Selected excerpt.
Just as we must be very careful not to stereotype all
Arabs, or all Muslims, as terrorists, so we must not characterize all
conservatives, or evangelicals, as militant fundamentalists. There is a
significant difference between evangelicals who want to change the
church in a more conservative direction, and fundamentalists who want to
tear down the church and refuse to work within it. I believe that most
evangelicals and members of the Confessing Church movement want to
affirm their faith and remain within the denomination. Why then align
themselves with a potentially schismatic group?
What does the Confessing Church Movement have to
offer? A hastily drawn up, rigidly worded, 3 point creed tied to a
political agenda. We have as a denomination, something far better: A Book
of Confessions, representing centuries of wisdom from our forbears
in the faith who have lived and died for the faith that they have
bequeathed to us. We have something more: A democratic process,
involving the whole church by which we prepare and chose the creeds by
which we will live. I had the privilege of serving on the Committee that
prepared A Brief Statement of Faith. A representative committee, chaired
by Jack Stotts, took six years developing a draft. Then 3 General
Assemblies and a special revision committee had a part in shaping it.
The whole church was given opportunity for input which the committees
took very seriously. The result is a creed for our time that was
approved by almost all of our presbyteries. Do we want to toss aside the
wisdom of the church, and a democratic process, for the dictatorship of
a special interest group with a self-serving political agenda?
People signing on to the Confessing Church Movement
say that Jesus Christ alone is Lord of all and the way of salvation. The
statement about Jesus Christ, "fully human, fully God," is
much richer in "A Brief Statement." Jesus "proclaimed the
reign of God," followed by those wonderful gospel verbs -
preaching, teaching, healing, eating with outcasts, forgiving sinners,
and calling all to repent and believe the gospel. "Jesus was
crucified, suffering the depths of human pain and giving his life for
the sins of the world. God raised this Jesus from the dead…delivering
us from death to life eternal." Contrast that gracious statement
with one whose primary purpose is to say that some people are excluded
from God's grace. Scripture says that "God our Savior…desires
everyone to be saved and come to the knowledge of the truth" (I
Tim. 2:4). The Theology and Worship paper, and the Assembly wisely say
that "we neither restrict the grace of God to those who profess
explicit faith in Christ nor assume that all people are saved regardless
of faith." We are not God and should not play God. Our task is to
introduce people to the gracious Jesus of the Bible and the Confessions
so that their lives will be transformed as they come into relationship
to God.
The second article of faith, proposed by the
Confessing Church Movement, is "That Holy Scripture is the triune
God's revealed Word, the Church's only infallible rule of faith and
life." That only tells part of the story. A Brief Statement draws
on the language of many confessions in our Book of Confessions
saying, "The same Spirit who inspired the prophets and apostles
rules our faith and life in Christ through Scripture, engages us through
the Word proclaimed."

Written request.
Answer these questions from the text on the Confessing Church Movement, numbering each answer to match its question.
1. How many points does the creed offered by the Confessing Church Movement have?
2. Who chaired the committee that drafted A Brief Statement of Faith, and how long did the committee take to develop the draft?
3. What scripture reference is given for the words "God our Savior…desires everyone to be saved and come to the knowledge of the truth"?

Records provided.
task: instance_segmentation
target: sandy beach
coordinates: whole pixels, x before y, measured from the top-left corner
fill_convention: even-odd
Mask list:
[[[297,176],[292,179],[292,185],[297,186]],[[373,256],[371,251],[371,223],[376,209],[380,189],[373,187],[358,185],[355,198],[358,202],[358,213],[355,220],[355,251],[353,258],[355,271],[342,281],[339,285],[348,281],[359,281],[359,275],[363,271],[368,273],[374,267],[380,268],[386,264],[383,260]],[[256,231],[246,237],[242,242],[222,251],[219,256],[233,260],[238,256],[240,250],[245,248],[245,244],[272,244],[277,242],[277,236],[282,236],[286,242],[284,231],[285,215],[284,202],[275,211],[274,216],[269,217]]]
--
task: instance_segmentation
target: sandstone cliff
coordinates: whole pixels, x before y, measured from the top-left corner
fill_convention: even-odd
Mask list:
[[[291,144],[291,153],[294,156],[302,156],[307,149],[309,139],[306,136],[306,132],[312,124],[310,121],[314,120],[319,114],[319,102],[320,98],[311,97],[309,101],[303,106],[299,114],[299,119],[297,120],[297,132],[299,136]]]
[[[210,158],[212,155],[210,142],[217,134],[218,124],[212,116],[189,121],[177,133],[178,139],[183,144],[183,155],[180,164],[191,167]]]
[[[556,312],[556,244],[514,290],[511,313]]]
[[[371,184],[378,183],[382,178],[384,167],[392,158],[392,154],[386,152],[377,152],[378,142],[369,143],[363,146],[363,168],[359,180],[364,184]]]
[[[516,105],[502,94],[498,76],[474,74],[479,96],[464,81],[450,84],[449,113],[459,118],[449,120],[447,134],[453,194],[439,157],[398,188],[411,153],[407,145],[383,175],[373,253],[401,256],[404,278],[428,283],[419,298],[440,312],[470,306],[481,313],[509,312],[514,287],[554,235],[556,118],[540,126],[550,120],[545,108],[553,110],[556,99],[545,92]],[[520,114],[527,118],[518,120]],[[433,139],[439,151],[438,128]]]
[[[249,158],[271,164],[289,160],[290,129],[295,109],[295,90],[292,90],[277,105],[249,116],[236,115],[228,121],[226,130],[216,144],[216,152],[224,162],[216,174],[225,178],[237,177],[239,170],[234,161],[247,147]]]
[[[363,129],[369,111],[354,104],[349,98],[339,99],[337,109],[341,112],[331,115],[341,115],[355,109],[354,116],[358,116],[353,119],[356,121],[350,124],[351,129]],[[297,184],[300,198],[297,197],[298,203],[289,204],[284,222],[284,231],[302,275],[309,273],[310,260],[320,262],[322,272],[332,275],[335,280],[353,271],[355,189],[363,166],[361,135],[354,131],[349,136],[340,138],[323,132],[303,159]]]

Output below.
1. Three points.
2. Jack Stotts chaired it, and the committee took six years.
3. I Tim. 2:4.